### [Written task]
Copy the lines from the one containing "Which region of the image contains the long" through the one containing "top-left (455, 270), bottom-right (737, 419)", replacing "long tail" with "tail feathers" and keeping everything else the same.

### [Given records]

* * * * * * * * *

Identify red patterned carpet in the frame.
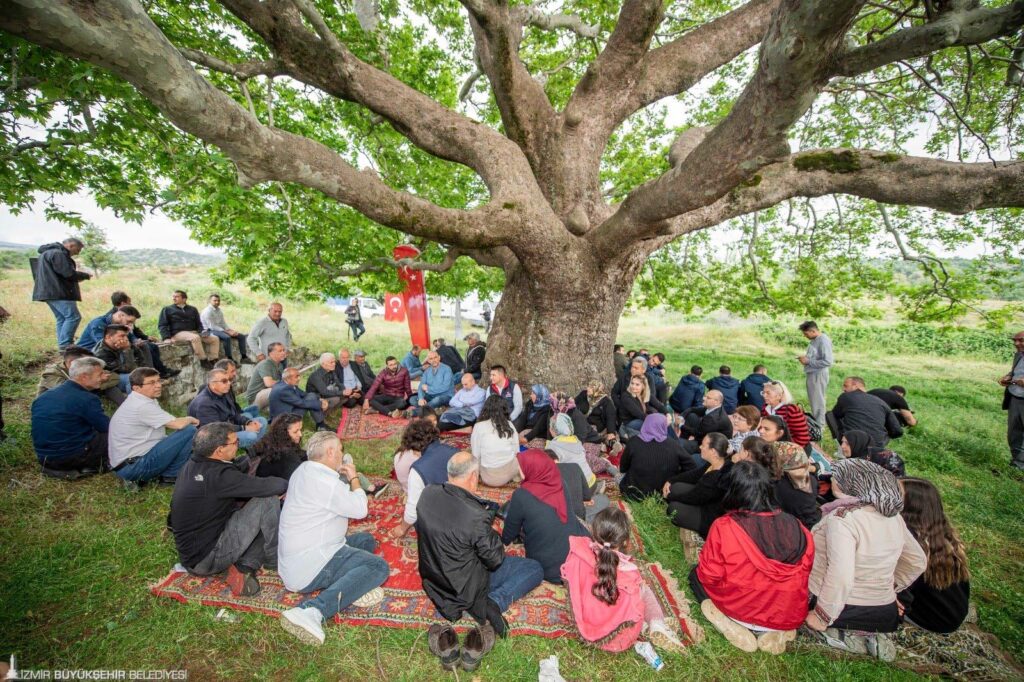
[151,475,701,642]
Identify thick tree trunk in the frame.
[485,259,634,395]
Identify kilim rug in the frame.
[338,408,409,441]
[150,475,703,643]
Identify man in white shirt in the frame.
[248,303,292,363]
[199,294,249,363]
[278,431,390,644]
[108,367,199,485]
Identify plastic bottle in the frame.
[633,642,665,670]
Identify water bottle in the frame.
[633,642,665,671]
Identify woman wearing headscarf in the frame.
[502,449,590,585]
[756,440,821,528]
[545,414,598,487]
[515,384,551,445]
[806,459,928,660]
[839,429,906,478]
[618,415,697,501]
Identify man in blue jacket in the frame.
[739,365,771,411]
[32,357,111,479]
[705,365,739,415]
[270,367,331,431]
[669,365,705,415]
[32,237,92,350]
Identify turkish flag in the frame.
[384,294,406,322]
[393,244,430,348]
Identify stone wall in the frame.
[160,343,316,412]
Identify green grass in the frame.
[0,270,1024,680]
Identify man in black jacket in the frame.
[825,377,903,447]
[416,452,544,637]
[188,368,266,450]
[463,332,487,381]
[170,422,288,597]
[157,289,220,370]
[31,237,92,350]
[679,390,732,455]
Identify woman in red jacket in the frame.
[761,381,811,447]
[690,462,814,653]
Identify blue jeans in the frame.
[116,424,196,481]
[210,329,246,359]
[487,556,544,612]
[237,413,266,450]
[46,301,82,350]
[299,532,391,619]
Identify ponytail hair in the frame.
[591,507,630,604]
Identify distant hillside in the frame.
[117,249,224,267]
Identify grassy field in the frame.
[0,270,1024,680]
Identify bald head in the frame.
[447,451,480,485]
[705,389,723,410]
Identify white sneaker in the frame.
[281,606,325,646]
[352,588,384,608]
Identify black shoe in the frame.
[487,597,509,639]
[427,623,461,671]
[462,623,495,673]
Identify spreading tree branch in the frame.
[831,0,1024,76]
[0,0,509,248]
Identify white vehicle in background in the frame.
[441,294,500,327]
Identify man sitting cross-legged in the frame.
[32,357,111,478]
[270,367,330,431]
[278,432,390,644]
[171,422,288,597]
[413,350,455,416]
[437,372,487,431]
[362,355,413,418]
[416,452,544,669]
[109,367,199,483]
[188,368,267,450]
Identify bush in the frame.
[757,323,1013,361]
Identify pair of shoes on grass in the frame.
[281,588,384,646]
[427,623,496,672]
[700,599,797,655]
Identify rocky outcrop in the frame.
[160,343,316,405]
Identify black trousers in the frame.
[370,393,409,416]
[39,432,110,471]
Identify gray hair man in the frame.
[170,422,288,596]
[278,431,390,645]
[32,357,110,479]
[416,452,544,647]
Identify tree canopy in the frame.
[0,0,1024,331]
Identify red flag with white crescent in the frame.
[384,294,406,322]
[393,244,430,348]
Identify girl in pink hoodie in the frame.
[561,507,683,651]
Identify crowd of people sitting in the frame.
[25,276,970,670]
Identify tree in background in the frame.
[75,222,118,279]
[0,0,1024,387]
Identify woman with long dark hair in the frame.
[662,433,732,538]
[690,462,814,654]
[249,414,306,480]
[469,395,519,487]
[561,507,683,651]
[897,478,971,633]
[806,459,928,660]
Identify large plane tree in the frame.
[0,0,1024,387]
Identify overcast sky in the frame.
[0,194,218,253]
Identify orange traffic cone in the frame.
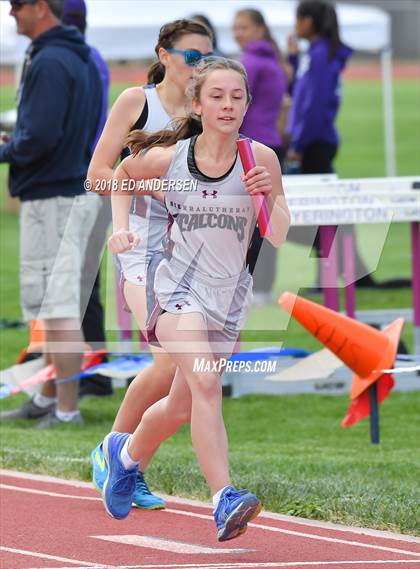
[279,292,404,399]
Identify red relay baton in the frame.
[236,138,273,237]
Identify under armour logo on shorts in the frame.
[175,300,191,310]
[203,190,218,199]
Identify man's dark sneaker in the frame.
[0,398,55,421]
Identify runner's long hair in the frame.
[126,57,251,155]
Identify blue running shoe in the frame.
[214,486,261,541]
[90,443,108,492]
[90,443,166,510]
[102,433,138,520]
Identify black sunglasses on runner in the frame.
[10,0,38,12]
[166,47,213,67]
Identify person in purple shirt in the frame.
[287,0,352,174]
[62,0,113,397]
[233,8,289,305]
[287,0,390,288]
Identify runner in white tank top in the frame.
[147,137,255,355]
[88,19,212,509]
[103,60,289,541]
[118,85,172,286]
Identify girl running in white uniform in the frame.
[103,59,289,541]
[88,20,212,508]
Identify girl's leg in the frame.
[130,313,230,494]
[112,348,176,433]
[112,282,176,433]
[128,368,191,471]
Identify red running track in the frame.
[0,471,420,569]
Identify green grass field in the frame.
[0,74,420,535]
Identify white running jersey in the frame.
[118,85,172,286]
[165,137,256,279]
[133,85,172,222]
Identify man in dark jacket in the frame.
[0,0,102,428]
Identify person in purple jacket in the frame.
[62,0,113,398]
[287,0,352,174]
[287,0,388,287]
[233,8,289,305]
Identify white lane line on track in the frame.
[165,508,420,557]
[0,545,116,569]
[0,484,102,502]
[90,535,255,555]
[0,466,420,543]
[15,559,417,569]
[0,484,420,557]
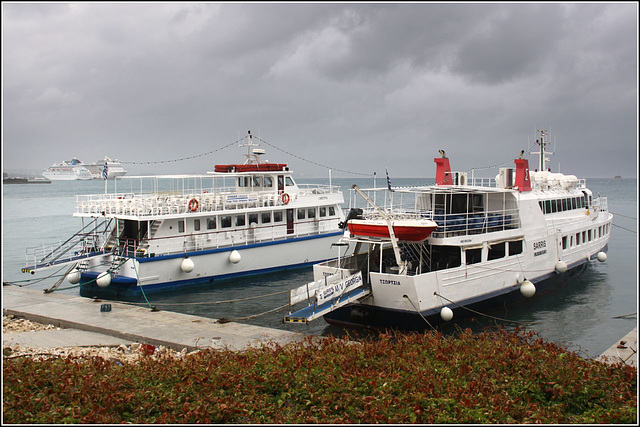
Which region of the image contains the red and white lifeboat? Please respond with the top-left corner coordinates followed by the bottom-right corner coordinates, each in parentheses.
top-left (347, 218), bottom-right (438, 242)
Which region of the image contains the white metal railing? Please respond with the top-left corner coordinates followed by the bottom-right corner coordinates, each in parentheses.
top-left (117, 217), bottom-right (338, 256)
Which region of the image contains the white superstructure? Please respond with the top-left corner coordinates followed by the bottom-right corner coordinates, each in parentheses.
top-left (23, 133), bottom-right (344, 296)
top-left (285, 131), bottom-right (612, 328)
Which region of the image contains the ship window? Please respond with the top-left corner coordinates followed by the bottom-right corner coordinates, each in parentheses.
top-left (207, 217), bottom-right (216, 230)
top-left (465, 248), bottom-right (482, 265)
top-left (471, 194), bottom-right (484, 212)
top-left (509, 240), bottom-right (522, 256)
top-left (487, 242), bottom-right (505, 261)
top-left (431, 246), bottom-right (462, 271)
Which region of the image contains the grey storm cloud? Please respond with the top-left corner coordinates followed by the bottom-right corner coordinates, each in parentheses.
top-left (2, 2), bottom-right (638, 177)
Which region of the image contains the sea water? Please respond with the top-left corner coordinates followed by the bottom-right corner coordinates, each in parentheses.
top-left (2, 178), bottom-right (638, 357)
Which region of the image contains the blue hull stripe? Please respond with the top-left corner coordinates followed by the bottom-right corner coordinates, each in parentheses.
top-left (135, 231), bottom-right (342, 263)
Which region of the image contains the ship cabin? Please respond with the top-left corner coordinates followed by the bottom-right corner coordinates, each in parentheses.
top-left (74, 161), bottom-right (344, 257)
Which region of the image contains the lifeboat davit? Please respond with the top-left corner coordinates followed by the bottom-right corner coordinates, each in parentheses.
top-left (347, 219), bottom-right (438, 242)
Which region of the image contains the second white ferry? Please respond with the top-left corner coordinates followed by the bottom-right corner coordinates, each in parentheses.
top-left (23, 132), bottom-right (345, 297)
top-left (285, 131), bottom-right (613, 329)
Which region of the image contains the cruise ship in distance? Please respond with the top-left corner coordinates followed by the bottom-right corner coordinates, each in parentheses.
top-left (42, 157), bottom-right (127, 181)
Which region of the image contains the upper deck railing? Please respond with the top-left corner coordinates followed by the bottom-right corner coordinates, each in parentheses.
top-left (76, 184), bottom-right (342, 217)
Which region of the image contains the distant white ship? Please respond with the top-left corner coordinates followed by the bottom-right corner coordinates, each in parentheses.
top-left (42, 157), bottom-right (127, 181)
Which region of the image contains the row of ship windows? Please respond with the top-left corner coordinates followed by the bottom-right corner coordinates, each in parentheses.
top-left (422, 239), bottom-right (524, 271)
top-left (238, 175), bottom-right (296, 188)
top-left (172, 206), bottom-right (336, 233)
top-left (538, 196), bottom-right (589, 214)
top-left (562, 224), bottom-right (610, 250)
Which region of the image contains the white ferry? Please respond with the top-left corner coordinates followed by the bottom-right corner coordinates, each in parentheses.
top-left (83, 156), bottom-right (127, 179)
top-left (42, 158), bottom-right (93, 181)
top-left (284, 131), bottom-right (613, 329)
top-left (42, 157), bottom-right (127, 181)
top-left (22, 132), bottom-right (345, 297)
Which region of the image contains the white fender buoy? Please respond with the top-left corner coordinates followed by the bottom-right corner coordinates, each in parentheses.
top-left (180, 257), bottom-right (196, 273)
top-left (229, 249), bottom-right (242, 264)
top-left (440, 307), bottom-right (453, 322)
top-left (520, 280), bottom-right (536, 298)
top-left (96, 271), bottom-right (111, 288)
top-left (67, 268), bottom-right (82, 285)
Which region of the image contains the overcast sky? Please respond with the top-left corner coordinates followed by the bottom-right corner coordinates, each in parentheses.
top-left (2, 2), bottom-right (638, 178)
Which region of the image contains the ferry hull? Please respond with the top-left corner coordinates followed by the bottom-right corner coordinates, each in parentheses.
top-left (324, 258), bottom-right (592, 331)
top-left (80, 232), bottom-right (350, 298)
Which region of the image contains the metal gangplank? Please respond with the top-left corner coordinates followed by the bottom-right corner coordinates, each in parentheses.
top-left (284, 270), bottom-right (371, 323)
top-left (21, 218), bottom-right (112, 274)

* * * * * * * * *

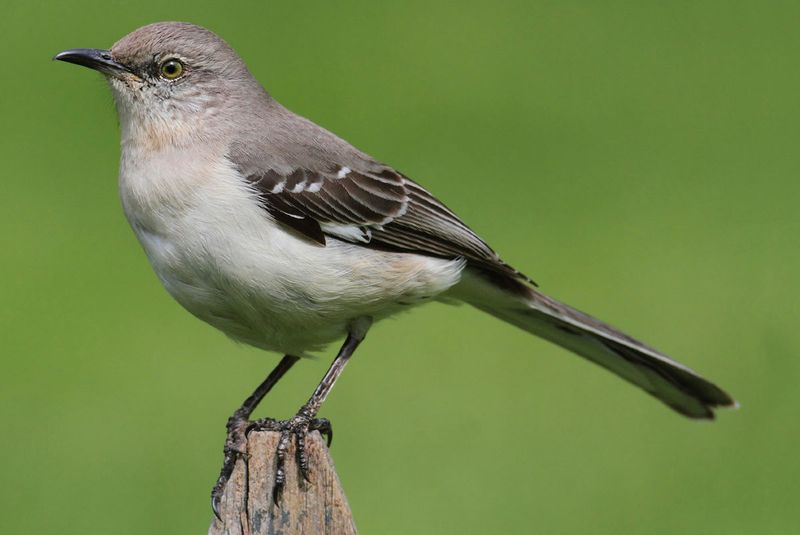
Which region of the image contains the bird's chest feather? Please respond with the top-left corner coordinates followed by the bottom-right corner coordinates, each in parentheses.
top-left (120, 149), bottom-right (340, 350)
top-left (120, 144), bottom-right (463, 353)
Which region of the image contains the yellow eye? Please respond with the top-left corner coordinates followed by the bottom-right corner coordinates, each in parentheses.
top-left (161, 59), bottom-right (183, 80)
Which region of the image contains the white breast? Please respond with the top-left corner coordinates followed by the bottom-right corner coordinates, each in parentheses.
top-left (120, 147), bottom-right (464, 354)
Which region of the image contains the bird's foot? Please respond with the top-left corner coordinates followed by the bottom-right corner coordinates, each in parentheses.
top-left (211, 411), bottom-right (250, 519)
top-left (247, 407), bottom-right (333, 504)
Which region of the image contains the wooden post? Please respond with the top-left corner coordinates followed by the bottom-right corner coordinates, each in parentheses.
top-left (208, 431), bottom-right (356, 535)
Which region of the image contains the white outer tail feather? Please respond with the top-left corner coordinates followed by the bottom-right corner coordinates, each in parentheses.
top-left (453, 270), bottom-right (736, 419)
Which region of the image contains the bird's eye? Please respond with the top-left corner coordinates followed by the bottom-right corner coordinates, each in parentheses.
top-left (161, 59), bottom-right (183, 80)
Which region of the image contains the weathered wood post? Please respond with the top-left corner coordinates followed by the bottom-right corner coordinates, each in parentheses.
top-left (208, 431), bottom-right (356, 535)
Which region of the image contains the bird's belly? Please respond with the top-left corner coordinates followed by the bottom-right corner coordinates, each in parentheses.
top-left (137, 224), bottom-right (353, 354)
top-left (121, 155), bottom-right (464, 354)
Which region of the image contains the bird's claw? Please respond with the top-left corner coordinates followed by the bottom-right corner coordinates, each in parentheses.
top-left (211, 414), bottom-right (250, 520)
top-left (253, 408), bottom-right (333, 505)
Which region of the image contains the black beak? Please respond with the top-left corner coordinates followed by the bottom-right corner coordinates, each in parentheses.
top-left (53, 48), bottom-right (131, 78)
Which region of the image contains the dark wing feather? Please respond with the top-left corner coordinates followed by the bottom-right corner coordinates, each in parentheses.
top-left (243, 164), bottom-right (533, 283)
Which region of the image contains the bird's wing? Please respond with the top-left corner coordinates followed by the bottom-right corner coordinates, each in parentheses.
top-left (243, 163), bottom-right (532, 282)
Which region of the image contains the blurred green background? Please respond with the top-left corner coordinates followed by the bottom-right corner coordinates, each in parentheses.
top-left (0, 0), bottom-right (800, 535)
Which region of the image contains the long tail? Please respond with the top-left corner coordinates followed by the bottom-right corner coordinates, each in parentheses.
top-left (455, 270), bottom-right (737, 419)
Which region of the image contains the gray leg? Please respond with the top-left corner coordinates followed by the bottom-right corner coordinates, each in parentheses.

* * * * * * * * *

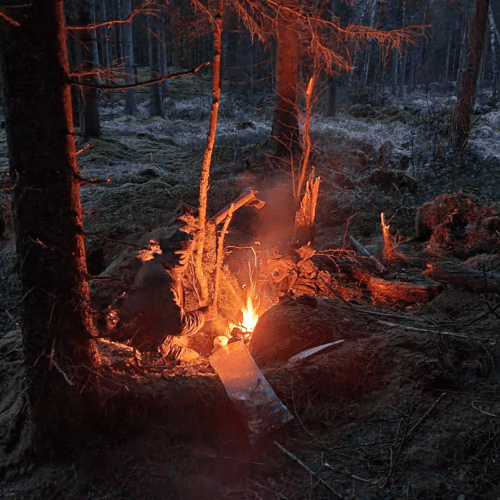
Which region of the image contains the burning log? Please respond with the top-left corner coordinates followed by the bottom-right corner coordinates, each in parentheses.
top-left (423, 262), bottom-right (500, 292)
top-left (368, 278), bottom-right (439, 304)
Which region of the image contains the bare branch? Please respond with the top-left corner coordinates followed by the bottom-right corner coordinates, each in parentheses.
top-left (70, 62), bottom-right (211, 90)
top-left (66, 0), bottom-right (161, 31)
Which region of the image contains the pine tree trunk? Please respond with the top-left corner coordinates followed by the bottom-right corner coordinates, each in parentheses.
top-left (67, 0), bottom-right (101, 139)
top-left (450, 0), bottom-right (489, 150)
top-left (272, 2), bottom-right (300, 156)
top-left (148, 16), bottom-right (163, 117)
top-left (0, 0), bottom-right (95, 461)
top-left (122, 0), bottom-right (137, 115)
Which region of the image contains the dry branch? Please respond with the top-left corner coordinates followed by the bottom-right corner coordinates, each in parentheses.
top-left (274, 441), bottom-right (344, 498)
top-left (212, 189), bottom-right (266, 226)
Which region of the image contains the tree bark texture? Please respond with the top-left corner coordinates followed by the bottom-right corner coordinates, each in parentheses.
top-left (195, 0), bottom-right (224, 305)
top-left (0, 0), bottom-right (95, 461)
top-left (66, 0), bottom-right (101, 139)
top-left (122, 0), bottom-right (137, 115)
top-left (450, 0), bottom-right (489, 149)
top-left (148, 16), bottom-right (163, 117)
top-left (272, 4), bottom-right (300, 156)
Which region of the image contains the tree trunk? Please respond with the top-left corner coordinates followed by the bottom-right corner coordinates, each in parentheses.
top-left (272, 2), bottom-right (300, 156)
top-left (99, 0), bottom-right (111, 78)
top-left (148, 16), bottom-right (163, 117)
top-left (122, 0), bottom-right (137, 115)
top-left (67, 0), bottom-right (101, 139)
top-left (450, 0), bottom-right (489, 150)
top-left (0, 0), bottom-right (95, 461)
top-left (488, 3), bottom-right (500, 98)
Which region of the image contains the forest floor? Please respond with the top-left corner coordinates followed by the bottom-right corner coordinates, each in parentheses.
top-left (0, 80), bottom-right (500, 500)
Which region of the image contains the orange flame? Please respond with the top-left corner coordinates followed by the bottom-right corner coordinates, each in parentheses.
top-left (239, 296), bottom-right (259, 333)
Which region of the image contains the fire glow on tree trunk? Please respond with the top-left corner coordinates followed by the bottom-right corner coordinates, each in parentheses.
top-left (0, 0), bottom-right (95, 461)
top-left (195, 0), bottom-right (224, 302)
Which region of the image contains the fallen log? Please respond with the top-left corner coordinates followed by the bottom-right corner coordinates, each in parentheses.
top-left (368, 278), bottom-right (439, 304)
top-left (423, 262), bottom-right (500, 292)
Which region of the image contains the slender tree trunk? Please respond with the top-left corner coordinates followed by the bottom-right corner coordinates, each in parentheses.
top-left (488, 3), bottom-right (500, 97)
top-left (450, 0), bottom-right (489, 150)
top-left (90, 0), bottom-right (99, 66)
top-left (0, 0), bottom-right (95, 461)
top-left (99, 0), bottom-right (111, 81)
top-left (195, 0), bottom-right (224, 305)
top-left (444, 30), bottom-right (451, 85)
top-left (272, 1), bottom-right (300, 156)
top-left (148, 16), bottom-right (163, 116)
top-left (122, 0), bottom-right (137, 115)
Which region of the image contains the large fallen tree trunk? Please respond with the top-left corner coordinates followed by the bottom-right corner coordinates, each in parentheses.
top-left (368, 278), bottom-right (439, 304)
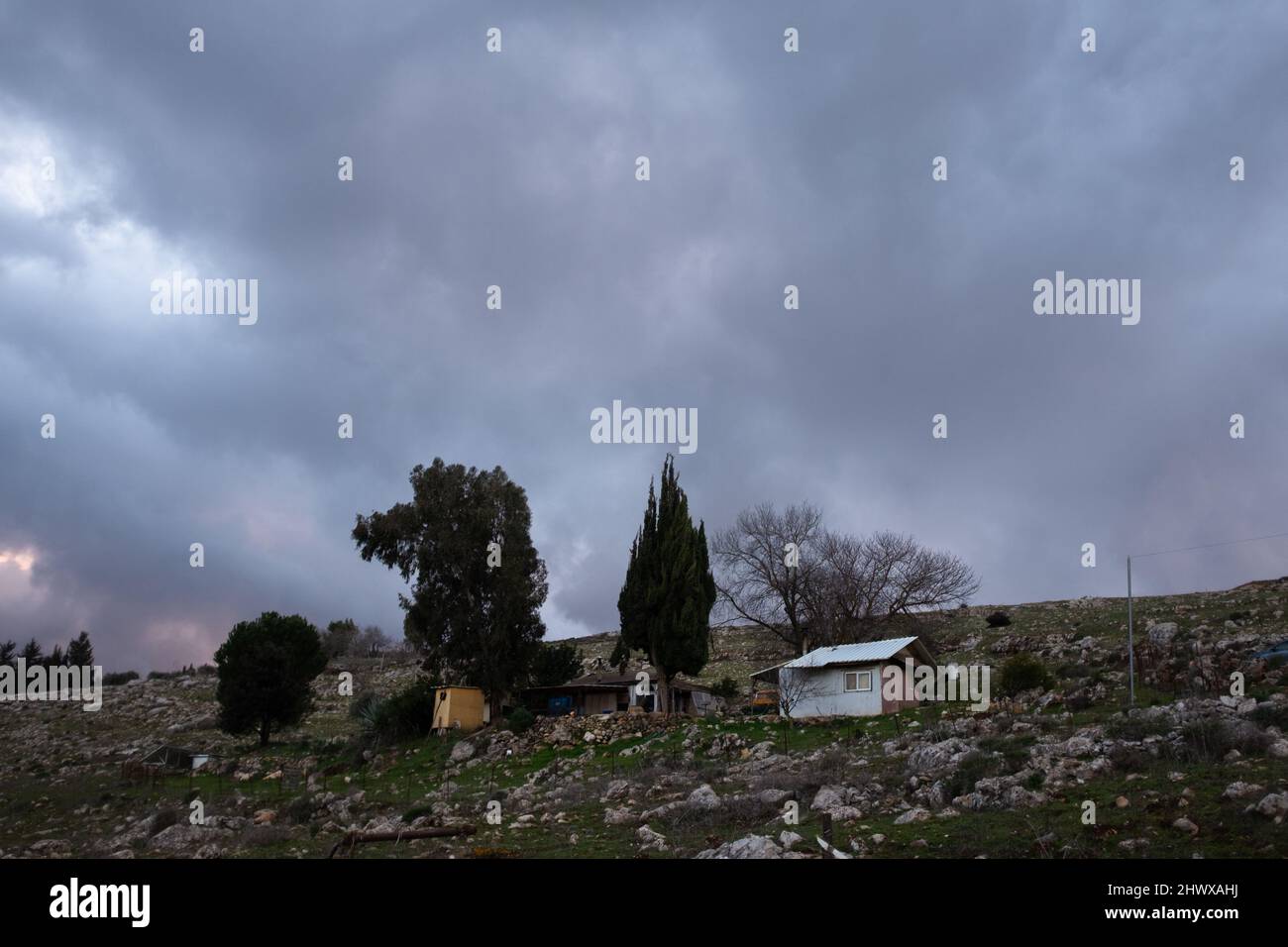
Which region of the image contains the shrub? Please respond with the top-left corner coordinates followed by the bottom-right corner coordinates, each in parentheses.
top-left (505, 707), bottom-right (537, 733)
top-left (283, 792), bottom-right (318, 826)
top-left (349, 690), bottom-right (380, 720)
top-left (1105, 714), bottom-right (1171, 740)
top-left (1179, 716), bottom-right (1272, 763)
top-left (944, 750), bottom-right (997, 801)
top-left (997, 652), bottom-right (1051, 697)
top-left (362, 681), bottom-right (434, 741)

* * * * * * * * *

### [Output for this exercise]
Which region of the image contains the tail feathers? Please respond with the top-left corner coordinates followed by the bottom-right corner coordinates, each in parentheses.
top-left (455, 270), bottom-right (737, 419)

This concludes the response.